## PROBLEM TO WORK ON
Lines from the entries below that hold "blurred" form the answer; copy all of them.

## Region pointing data
------

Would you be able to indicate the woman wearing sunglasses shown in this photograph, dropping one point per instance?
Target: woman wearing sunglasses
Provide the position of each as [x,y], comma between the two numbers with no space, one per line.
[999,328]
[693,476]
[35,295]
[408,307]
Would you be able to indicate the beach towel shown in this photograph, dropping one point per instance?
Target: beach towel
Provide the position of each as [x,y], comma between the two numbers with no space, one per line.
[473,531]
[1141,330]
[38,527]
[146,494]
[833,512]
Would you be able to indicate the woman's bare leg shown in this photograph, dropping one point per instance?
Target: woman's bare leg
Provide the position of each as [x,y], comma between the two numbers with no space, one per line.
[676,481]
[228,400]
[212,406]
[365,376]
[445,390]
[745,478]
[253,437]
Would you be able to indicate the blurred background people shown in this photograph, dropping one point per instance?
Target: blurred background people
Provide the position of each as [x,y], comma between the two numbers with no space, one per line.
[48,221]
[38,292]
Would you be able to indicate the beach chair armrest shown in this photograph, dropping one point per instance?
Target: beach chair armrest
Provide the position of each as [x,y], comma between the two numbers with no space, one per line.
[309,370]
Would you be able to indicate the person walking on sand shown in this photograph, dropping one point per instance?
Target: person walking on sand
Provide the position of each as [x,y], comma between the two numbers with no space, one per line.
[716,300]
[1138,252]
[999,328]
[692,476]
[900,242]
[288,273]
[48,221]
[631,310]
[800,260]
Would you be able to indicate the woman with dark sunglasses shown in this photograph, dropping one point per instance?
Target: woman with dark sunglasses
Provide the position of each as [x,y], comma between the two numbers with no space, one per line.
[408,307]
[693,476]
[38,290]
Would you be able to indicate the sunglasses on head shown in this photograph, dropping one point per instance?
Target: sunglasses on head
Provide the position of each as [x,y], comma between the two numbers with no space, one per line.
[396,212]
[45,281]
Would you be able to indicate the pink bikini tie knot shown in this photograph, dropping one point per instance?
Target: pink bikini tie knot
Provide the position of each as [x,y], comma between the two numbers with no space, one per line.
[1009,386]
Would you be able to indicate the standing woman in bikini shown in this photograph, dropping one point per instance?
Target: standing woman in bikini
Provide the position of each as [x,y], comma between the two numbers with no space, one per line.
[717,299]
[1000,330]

------

## TASK SOLUTION
Would you be able to indicate the blurred background people shown in this photograph, dropping one point per instance?
Target: blurred background people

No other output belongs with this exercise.